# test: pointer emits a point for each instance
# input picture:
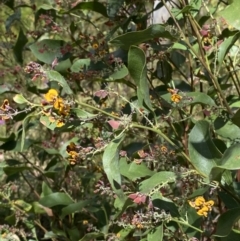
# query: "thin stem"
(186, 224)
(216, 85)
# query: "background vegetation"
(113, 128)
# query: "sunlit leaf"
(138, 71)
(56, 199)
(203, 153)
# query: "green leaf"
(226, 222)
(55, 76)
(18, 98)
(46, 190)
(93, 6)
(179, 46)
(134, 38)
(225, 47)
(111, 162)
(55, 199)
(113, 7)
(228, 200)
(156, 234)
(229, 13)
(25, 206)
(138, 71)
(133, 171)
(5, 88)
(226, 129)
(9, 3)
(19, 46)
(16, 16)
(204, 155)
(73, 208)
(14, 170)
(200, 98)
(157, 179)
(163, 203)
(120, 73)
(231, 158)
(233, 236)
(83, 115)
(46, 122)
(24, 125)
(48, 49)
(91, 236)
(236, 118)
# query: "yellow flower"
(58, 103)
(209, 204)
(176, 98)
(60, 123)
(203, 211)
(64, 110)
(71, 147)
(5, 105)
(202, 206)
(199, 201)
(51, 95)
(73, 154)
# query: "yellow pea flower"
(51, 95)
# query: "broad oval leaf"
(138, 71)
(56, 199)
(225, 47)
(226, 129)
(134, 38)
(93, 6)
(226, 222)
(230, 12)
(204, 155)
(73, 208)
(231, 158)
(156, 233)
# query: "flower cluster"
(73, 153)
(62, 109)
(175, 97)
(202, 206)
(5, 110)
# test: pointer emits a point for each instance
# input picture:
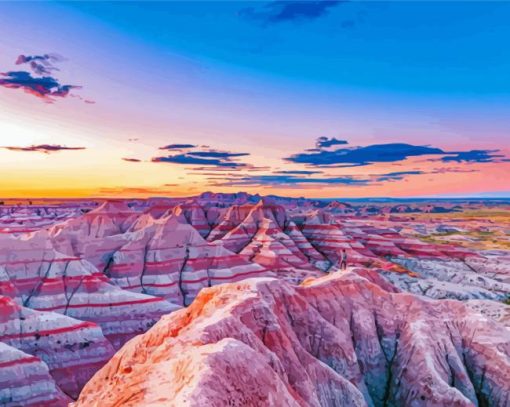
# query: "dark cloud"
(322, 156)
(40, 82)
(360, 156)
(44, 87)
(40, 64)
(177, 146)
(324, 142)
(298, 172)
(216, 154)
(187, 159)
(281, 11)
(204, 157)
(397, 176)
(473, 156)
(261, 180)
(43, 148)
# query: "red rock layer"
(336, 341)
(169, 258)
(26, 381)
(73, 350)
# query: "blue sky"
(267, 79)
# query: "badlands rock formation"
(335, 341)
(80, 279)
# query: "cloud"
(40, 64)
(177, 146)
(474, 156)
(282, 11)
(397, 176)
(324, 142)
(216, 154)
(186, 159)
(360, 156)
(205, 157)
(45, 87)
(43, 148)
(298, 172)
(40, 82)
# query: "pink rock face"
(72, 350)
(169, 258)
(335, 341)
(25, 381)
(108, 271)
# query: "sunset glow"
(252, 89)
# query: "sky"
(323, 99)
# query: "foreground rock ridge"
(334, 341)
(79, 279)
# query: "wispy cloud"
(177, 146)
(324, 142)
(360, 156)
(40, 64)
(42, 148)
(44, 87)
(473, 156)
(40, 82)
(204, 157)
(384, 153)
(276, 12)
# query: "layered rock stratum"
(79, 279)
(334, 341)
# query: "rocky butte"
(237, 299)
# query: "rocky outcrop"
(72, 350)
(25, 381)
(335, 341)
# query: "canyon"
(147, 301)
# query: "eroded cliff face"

· · · ·

▶ Instructions for the task: Transcribe every record above exactly as written, leaving out any pictures.

▶ Result of this exercise:
# test: pointer emits a point for each instance
# input picture:
# query: "thin stem"
(186, 224)
(216, 85)
# query: "background vegetation"
(113, 128)
# query: "sunlit leaf"
(138, 71)
(56, 199)
(203, 153)
# query: "green leaf"
(226, 222)
(55, 76)
(18, 98)
(46, 190)
(93, 6)
(179, 46)
(134, 38)
(225, 47)
(111, 162)
(55, 199)
(113, 7)
(228, 200)
(156, 234)
(229, 13)
(25, 206)
(138, 71)
(133, 171)
(5, 88)
(226, 129)
(9, 3)
(19, 46)
(16, 16)
(204, 155)
(73, 208)
(14, 170)
(200, 98)
(157, 179)
(163, 203)
(120, 73)
(231, 158)
(233, 236)
(83, 115)
(46, 122)
(24, 125)
(48, 49)
(91, 236)
(236, 118)
# query: "yellow flower"
(58, 103)
(209, 204)
(176, 98)
(60, 123)
(203, 211)
(64, 110)
(71, 147)
(5, 105)
(202, 206)
(199, 201)
(51, 95)
(73, 154)
# query: "yellow pea flower"
(51, 95)
# query: "broad oval leaf"
(138, 71)
(56, 199)
(225, 47)
(226, 129)
(134, 38)
(93, 6)
(226, 222)
(230, 12)
(204, 155)
(73, 208)
(231, 158)
(156, 233)
# query: "flower cluster"
(73, 153)
(62, 109)
(175, 97)
(202, 206)
(5, 110)
# test: pointer emits a point for each instance
# input picture:
# query: "dark cloud"
(322, 156)
(40, 82)
(360, 156)
(44, 87)
(40, 64)
(177, 146)
(324, 142)
(298, 172)
(216, 154)
(187, 159)
(281, 11)
(204, 157)
(397, 176)
(473, 156)
(261, 180)
(43, 148)
# query: "red rock layer"
(336, 341)
(169, 258)
(26, 381)
(73, 350)
# query: "blue sky"
(267, 79)
# query: "badlands rock formation"
(335, 341)
(80, 279)
# query: "cloud"
(40, 64)
(177, 146)
(474, 156)
(282, 11)
(397, 176)
(324, 142)
(216, 154)
(186, 159)
(360, 156)
(205, 157)
(45, 87)
(43, 148)
(298, 172)
(40, 82)
# query: "pink rock face"
(72, 350)
(169, 258)
(335, 341)
(25, 381)
(108, 271)
# query: "sunset glow"
(252, 89)
# query: "sky"
(323, 99)
# query: "foreground rock ridge"
(334, 341)
(79, 279)
# query: "wispy cloud"
(177, 146)
(324, 142)
(360, 156)
(40, 64)
(42, 148)
(44, 87)
(473, 156)
(40, 82)
(204, 157)
(384, 153)
(276, 12)
# query: "layered rock stratum"
(79, 279)
(334, 341)
# query: "rocky butte"
(237, 299)
# query: "rocky outcrop"
(72, 350)
(25, 381)
(335, 341)
# query: "canyon"
(147, 301)
# query: "eroded cliff face"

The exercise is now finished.